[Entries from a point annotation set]

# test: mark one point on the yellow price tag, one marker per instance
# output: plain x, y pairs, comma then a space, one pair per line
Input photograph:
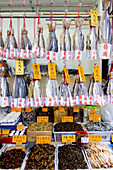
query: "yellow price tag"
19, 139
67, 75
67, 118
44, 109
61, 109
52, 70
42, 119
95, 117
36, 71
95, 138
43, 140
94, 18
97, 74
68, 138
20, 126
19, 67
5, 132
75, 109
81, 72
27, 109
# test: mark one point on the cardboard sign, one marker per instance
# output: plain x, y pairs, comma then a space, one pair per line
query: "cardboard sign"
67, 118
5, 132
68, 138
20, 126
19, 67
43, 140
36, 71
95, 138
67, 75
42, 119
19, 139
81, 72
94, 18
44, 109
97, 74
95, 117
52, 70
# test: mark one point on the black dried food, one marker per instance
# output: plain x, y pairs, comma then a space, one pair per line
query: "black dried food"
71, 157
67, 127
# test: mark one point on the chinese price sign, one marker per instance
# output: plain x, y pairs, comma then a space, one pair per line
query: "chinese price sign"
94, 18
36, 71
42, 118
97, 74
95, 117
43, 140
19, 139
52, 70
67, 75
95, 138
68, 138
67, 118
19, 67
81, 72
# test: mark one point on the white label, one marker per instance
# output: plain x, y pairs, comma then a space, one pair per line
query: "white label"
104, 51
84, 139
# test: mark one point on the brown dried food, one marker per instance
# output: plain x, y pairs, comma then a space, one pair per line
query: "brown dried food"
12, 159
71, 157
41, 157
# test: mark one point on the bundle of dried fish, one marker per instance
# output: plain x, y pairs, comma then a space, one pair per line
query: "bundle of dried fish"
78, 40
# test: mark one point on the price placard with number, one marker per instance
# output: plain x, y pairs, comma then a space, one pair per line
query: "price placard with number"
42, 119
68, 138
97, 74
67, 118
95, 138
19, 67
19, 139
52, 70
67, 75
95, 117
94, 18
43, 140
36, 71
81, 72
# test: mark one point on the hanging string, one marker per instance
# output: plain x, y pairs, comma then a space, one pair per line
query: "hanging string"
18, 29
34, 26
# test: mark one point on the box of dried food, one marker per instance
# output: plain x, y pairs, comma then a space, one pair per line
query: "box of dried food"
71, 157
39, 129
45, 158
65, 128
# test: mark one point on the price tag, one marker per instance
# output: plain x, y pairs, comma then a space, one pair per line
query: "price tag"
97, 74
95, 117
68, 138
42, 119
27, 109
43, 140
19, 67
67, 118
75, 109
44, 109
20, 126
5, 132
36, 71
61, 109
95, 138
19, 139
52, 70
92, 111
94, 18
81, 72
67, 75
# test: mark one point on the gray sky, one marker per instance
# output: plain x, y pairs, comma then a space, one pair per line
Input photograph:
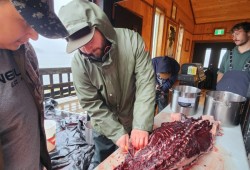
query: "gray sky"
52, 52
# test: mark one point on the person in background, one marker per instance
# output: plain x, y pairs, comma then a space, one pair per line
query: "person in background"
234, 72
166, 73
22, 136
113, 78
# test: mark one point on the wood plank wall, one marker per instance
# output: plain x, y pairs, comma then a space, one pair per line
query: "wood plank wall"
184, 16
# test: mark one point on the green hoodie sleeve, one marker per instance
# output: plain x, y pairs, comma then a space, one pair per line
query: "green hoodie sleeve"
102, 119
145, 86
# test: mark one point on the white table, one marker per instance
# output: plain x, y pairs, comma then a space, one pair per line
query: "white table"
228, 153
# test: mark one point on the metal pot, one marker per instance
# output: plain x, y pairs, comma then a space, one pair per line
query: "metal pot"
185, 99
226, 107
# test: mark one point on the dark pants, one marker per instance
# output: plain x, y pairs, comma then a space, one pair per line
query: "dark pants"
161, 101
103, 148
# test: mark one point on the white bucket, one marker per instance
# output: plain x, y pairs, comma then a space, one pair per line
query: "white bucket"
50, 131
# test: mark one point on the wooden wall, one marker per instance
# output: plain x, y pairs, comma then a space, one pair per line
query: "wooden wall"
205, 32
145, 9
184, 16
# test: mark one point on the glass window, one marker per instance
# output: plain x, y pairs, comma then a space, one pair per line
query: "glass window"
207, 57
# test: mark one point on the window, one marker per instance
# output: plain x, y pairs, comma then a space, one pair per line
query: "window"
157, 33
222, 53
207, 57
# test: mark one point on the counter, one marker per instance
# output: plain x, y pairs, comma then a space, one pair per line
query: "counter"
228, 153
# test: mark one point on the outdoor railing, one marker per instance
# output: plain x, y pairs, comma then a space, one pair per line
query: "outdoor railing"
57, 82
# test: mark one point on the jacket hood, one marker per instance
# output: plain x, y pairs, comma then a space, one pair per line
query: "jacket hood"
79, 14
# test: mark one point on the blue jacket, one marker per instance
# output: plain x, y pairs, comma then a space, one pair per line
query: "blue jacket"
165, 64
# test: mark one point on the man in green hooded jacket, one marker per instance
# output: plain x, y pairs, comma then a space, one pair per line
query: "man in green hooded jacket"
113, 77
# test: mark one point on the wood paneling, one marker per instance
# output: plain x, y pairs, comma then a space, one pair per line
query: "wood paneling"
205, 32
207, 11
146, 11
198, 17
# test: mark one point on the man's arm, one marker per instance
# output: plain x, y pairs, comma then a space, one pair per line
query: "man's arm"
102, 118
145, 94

**Instructions for the task**. Reproduce the lines word for word, starting at the one holding "# test: mark one point on the dark" and ending at the final line of the material above.

**Result**.
# test: mark one point on the dark pants, one marker per instance
# output: plain x, y pairs, comma then a space, one pair per line
query: "dark pants"
161, 101
103, 148
# test: mark one point on the white bucket, one marker per instance
# output: plain x, y pairs, comma then a space, one pair per line
query: "white bucket"
50, 131
# test: mark one point on the wooden wall, one marker per instance
# output: plain x, y pairs, comma then a space, one pair per line
query: "wooden wall"
205, 32
145, 9
184, 16
# test: mark one point on the glass window, one marker per instance
# output: plain x, y pairs, comma then a space, one pair per line
query: "glass window"
207, 57
# test: mark one point on the window, one marker per instance
# output: plain x, y pairs, comma then a space, one pair per line
query: "window"
157, 33
222, 53
207, 57
# test: mark one point on the counter, one marker per instance
# output: plain x, y pairs, comma then a space, one pair per line
query: "counter"
228, 153
# test: mark one point on the outdoor railing, one marker per instance
# output: plain x, y pairs, comma then a space, one pair per line
query: "outdoor railing"
57, 82
# test: mark one point on the jacket hood, one marker per instance
# output: plain x, y pairs, comma then a space, one pair per line
query: "jacket hood"
79, 14
# test: mark one point on the blue jacket, one marker per instance
# output: plain x, y pairs, comma then a space, one pair per line
query: "blue jacket"
165, 64
# test: mark one point on the man in green hooded jacket, one marker per instance
# output: plain x, y pairs, comma then a space, one pair per line
query: "man in green hooded jacket"
113, 77
# test: mark one point on the wood paneling, one marker per instance
# output: plain x, y pairs, comma then a space, one pair per line
query: "wood paneling"
205, 32
207, 11
146, 11
198, 17
# test: mark one point on the man's arm, one marker per instance
# output: plain x, y pairs, comma then a space, one pair per line
query: "man's arm"
102, 118
145, 94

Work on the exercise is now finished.